(Coordinate annotation items)

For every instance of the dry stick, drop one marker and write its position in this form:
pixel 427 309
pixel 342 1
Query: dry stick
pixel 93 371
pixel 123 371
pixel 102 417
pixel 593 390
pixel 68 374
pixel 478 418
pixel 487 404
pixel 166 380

### [EXERCISE DETAILS]
Copy out every line of the items above without any changes.

### [PROBLEM SOLUTION]
For every instance of the dry stick, drop one marker and write its position in this form:
pixel 427 309
pixel 342 1
Query: dry stick
pixel 93 371
pixel 123 371
pixel 102 417
pixel 593 390
pixel 68 374
pixel 478 418
pixel 487 404
pixel 166 380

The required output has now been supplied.